The task calls for every line of the data to be repeated exactly.

★ ★ ★

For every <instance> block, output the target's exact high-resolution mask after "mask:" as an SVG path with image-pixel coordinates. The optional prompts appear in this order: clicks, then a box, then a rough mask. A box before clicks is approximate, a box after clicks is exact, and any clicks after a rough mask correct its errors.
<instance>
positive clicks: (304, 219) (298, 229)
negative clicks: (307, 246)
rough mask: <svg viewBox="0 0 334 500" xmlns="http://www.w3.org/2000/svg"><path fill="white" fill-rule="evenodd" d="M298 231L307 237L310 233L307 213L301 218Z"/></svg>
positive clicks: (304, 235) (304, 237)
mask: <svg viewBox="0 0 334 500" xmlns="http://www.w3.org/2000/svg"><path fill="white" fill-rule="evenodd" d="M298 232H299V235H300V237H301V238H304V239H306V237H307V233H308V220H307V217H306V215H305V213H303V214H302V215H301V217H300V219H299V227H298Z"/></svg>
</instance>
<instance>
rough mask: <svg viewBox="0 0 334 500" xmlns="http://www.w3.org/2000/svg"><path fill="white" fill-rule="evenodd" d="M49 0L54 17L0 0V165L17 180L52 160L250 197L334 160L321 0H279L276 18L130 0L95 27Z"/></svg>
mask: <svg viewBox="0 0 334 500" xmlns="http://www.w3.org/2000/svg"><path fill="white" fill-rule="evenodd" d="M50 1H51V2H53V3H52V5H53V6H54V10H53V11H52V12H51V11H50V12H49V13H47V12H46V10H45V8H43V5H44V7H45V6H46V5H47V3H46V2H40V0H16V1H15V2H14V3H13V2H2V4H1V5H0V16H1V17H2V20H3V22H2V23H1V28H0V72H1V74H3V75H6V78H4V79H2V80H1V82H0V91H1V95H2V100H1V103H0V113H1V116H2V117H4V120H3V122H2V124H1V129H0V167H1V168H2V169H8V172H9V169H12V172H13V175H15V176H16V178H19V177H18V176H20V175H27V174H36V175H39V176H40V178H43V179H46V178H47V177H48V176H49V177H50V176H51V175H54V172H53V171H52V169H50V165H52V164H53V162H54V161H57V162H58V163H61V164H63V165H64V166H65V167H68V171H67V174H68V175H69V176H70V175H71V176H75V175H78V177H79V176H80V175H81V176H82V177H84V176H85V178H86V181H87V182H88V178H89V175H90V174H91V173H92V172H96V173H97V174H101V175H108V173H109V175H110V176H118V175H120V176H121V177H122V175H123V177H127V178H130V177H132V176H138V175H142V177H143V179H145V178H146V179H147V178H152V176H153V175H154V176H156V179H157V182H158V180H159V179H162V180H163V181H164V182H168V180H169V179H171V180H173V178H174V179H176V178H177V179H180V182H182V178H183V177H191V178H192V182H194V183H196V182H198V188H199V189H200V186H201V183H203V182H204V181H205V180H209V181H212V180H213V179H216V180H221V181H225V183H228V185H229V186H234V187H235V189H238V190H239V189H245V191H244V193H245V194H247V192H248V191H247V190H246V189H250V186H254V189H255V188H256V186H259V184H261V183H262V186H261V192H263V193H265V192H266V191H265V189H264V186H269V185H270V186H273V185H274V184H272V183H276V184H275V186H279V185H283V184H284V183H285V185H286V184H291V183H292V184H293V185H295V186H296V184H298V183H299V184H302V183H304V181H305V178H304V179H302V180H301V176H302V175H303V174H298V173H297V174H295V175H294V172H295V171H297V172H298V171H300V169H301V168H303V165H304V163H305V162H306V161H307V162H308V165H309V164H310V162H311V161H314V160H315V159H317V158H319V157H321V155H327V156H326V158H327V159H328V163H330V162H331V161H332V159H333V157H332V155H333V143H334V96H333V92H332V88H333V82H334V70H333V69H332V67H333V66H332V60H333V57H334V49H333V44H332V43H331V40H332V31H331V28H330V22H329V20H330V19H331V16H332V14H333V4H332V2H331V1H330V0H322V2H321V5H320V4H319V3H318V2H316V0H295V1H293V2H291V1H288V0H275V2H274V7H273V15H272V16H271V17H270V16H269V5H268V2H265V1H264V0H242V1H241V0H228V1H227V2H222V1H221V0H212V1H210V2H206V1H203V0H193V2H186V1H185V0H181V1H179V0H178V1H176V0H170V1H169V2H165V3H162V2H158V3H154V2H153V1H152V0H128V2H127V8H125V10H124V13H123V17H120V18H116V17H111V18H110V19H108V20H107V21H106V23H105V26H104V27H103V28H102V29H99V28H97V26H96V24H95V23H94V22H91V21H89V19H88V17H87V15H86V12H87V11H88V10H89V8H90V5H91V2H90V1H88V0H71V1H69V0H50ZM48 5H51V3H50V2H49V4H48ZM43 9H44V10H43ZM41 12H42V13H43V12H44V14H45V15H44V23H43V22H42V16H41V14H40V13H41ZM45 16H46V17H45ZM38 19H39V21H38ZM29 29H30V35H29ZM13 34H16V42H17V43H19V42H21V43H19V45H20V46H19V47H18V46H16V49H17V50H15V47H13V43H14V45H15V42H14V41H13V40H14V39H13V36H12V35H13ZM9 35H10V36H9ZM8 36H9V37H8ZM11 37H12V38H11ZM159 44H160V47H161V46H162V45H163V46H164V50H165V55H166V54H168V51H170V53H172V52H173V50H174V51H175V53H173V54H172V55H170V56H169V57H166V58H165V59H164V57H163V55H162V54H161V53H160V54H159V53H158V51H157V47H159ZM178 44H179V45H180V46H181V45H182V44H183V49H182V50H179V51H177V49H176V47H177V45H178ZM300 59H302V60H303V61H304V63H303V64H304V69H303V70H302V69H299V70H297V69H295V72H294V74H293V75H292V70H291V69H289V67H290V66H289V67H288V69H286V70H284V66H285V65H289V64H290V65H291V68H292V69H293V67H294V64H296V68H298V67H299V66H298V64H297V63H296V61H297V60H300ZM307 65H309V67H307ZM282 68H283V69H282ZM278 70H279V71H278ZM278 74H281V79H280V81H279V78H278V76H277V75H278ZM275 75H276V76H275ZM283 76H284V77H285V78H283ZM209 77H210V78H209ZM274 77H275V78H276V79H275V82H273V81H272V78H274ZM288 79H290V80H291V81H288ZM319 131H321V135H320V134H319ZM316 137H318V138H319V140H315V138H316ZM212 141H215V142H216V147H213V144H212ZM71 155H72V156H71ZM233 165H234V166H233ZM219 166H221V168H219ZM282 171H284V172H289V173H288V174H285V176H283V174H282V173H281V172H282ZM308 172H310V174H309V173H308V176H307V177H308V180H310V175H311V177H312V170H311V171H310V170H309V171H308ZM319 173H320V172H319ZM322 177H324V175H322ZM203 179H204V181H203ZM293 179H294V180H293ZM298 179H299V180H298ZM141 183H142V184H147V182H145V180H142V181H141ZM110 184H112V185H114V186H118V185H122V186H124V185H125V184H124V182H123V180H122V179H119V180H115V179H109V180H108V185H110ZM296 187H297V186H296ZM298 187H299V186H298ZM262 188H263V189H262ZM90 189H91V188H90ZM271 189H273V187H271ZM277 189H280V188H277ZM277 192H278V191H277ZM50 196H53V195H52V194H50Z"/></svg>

★ ★ ★

Response area |
For every <instance> block, output the target's exact high-resolution mask after "mask:" as an SVG path with image-pixel coordinates. The optional prompts appear in this order: clicks, then a box, then a rough mask. A box before clicks is approximate, a box after clicks is exact, and any clicks after a rough mask correct its errors.
<instance>
positive clicks: (304, 219) (298, 229)
negative clicks: (307, 246)
rough mask: <svg viewBox="0 0 334 500" xmlns="http://www.w3.org/2000/svg"><path fill="white" fill-rule="evenodd" d="M298 231L307 237L310 233L307 213L301 218Z"/></svg>
positive clicks: (304, 235) (304, 237)
mask: <svg viewBox="0 0 334 500" xmlns="http://www.w3.org/2000/svg"><path fill="white" fill-rule="evenodd" d="M298 232H299V235H300V237H301V238H304V239H306V237H307V233H308V220H307V217H306V215H305V213H303V214H302V215H301V217H300V219H299V227H298Z"/></svg>
</instance>
<instance>
rough mask: <svg viewBox="0 0 334 500" xmlns="http://www.w3.org/2000/svg"><path fill="white" fill-rule="evenodd" d="M49 0L54 17L0 0V165L17 180L52 160L250 197L334 160L321 0H279L276 18L130 0L95 27Z"/></svg>
mask: <svg viewBox="0 0 334 500" xmlns="http://www.w3.org/2000/svg"><path fill="white" fill-rule="evenodd" d="M50 1H51V2H53V3H52V5H53V6H54V10H53V11H52V12H51V11H50V12H49V13H47V12H46V10H45V8H43V5H44V7H45V6H46V5H47V3H46V2H40V0H16V1H15V2H14V3H13V2H2V4H1V5H0V16H1V17H2V20H3V22H2V23H1V28H0V72H1V74H3V75H6V78H4V79H2V80H1V82H0V91H1V95H2V100H1V103H0V113H1V116H2V117H4V120H3V122H2V124H1V129H0V167H1V168H2V169H8V172H9V169H12V172H13V175H15V176H16V178H19V177H18V176H20V175H27V174H36V175H39V176H40V178H43V179H46V178H47V177H48V176H49V177H50V176H51V175H54V172H53V171H52V169H50V165H52V164H53V162H54V161H57V162H58V163H61V164H63V165H64V166H65V167H68V171H67V174H68V175H69V176H70V175H71V176H75V175H78V177H79V176H80V175H81V176H82V177H84V176H85V178H86V181H87V182H88V178H89V175H90V174H91V173H92V172H96V173H97V174H101V175H108V173H109V175H110V176H118V175H120V176H121V177H122V175H123V177H127V178H130V177H132V176H138V175H142V177H143V179H145V178H146V179H147V178H152V176H153V175H154V176H156V179H157V182H158V180H159V179H162V180H163V181H164V182H168V180H169V179H171V180H173V178H174V179H176V178H177V179H180V182H182V178H183V177H191V178H192V182H194V183H196V182H198V188H199V189H200V186H201V183H203V182H204V181H205V180H209V181H212V180H213V179H216V180H221V181H225V183H228V185H229V186H234V187H235V189H238V190H239V189H245V191H244V193H245V194H247V192H248V191H247V190H246V189H250V186H254V189H255V188H256V186H259V184H261V183H262V186H261V192H263V193H265V192H266V191H265V189H264V186H269V185H270V186H273V185H274V184H272V183H276V184H275V186H279V185H283V184H284V183H285V185H286V184H291V183H292V184H293V185H295V186H296V184H298V183H299V184H302V183H304V181H305V178H304V179H302V180H301V176H302V175H303V174H298V173H297V174H295V175H294V172H295V171H297V172H298V171H300V169H301V168H303V165H304V163H305V162H306V161H307V162H308V165H309V164H310V162H311V161H314V160H315V159H317V158H319V157H321V155H327V156H326V158H327V159H328V163H330V162H331V161H332V159H333V157H332V155H333V143H334V96H333V92H332V88H333V82H334V70H333V69H332V67H333V66H332V60H333V57H334V49H333V44H332V43H331V40H332V31H331V28H330V22H329V20H330V19H331V16H332V14H333V4H332V2H331V1H330V0H322V2H321V5H320V4H319V3H318V2H316V0H295V1H293V2H291V1H288V0H275V2H274V7H273V15H272V16H271V17H270V16H269V5H268V2H265V1H264V0H242V1H241V0H228V1H227V2H222V1H221V0H212V1H210V2H206V1H203V0H193V2H186V1H185V0H181V1H179V0H178V1H176V0H170V1H169V2H165V3H162V2H158V3H154V2H153V1H152V0H128V2H127V8H125V10H124V13H123V17H120V18H116V17H111V18H110V19H108V20H107V21H106V23H105V26H104V27H103V28H102V29H99V28H97V26H96V24H95V23H94V22H91V21H89V19H88V17H87V15H86V12H87V11H88V10H89V8H90V5H91V2H90V1H88V0H71V1H69V0H50ZM48 5H51V3H50V2H49V4H48ZM43 9H44V10H43ZM41 12H42V13H43V12H44V14H45V15H44V23H43V22H42V16H41V14H40V13H41ZM45 16H46V17H45ZM38 19H39V21H38ZM29 29H30V35H29ZM13 34H16V42H17V43H19V42H21V43H19V45H20V46H19V47H18V46H16V49H17V50H15V47H13V43H14V45H15V42H14V41H13V40H14V39H13V36H12V35H13ZM9 35H10V36H9ZM8 36H9V37H8ZM11 37H12V38H11ZM159 44H160V47H161V46H162V45H163V46H164V50H165V55H166V54H168V51H170V53H172V52H173V50H174V51H175V53H173V54H172V55H170V56H169V57H166V58H165V59H164V57H163V55H162V54H161V53H160V54H159V53H158V51H157V47H159ZM178 44H179V45H180V46H181V45H182V44H183V49H182V50H179V51H177V49H176V47H177V45H178ZM300 59H302V60H303V61H304V63H303V64H304V69H303V70H302V69H299V70H297V69H295V72H294V74H293V75H292V70H291V69H289V67H290V66H289V67H288V69H286V70H284V66H285V65H289V64H290V65H291V68H292V69H293V67H294V64H296V68H298V67H299V66H298V64H297V63H296V61H297V60H300ZM307 65H309V67H307ZM282 68H283V69H282ZM278 70H279V71H278ZM278 74H281V79H280V81H279V78H278V76H277V75H278ZM275 75H276V76H275ZM283 76H284V77H285V78H283ZM209 77H210V78H209ZM274 77H275V78H276V79H275V82H273V81H272V78H274ZM288 79H290V80H291V81H288ZM319 131H321V135H320V134H319ZM316 137H318V138H319V140H315V138H316ZM212 141H215V142H216V147H213V144H212ZM71 155H72V156H71ZM233 165H234V166H233ZM219 166H221V168H219ZM282 171H284V172H289V173H288V174H285V176H283V174H282V173H281V172H282ZM308 172H310V174H309V173H308V176H307V177H308V180H310V175H311V177H312V170H311V171H310V170H309V171H308ZM319 173H320V172H319ZM322 177H324V175H322ZM203 179H204V181H203ZM293 179H294V180H293ZM298 179H299V180H298ZM141 183H142V184H147V182H145V180H142V181H141ZM110 184H112V185H114V186H118V185H122V186H124V185H125V184H124V182H123V180H122V179H119V180H115V179H109V180H108V185H110ZM296 187H297V186H296ZM298 187H299V186H298ZM262 188H263V189H262ZM90 189H91V188H90ZM271 189H273V187H271ZM277 189H280V188H277ZM277 192H278V191H277ZM50 196H53V195H52V194H50Z"/></svg>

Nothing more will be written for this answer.